WHAT YOU NEED TO DO: Retype each of the records below without changing a single character.

## BEGIN

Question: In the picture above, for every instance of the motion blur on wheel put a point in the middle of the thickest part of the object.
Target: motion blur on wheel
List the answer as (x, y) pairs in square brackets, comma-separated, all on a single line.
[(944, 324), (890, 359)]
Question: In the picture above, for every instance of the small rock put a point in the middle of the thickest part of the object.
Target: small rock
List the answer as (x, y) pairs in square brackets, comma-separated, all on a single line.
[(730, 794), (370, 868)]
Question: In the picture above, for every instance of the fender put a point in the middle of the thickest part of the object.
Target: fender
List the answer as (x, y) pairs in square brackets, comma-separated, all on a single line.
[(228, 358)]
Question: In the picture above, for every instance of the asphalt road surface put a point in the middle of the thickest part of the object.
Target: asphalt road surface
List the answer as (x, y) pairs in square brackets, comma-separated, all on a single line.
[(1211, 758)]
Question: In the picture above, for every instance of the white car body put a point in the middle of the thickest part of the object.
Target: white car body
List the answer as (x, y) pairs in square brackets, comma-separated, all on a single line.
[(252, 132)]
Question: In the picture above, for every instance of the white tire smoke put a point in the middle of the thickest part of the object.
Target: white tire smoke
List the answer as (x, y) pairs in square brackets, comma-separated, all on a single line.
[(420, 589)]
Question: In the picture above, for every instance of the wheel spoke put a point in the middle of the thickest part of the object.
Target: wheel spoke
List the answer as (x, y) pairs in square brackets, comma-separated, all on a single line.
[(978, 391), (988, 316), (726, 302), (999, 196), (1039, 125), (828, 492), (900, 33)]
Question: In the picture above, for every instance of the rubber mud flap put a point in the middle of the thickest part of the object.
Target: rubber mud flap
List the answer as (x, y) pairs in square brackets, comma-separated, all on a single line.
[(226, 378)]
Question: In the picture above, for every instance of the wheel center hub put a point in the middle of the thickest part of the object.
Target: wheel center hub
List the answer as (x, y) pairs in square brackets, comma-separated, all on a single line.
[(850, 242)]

## END

RESPONSE TO THE TASK:
Question: In the picture above, for every instance of the motion blur on wheel put a point in the middle of the thickest part of the object.
Target: motion blur on wheel
List the answer as (x, y) pairs in square brackets, comma-separated, all on a single line.
[(944, 324), (890, 359)]
Question: In the picture above, for every instance of the small rock put a point in the middle of the thickest part of the object.
Target: small rock
List the answer as (x, y) pairs in square brackets, comma-separated, all on a single line.
[(730, 794), (370, 868)]
Question: In the picture above, for every instance of the fender put a point in the middle of the thickest part of the object.
Target: fender
List the answer as (x, y) pairs in square brackets, comma-separated, all on a single line.
[(228, 358)]
Question: In the picture above, for every instance of the asphalt road surface put a point in the middle of the thickest part of the object.
Target: asphalt road surface
List the answer as (x, y) pairs in square brackets, comma-separated, all on a single line.
[(1211, 758)]
Question: In the picture above, for every instance of the white car body put a point in the middle of the thickest part of the object.
Target: white car body
List the answer as (x, y) pairs in square brackets, comma-separated, all on a single line.
[(252, 132)]
Question: In the picture above, for every instance of the white tire smoke put a point in the middle of the thickest part of the object.
Target: white tire smoke
List the answer as (x, y) pairs in square brackets, comma-separated, all on a single line.
[(420, 589)]
Question: In the picture above, for every instance of the wheel spoke put a point in the middle of the thickest part of the object.
Target: wheel spoke
List the answer as (x, y) pairs in square brackets, comma-separated, all on a single line.
[(978, 391), (988, 316), (726, 302), (999, 196), (1039, 125), (828, 492), (900, 33)]
Question: In the picture above, for every instance of the rubber mud flap put a point in the middle of the thickest part of the object.
Target: rubber mud flap
List the answer as (x, y) pairs in square brackets, comma-separated, all on a single line.
[(226, 378)]
Question: In the picture above, for every instance of the wheel center hub put a point in the middle of the thickest part of the object.
Target: wheel center hub
List the answer as (x, y) pairs in square brackets, comma-separated, all on a single line.
[(850, 242)]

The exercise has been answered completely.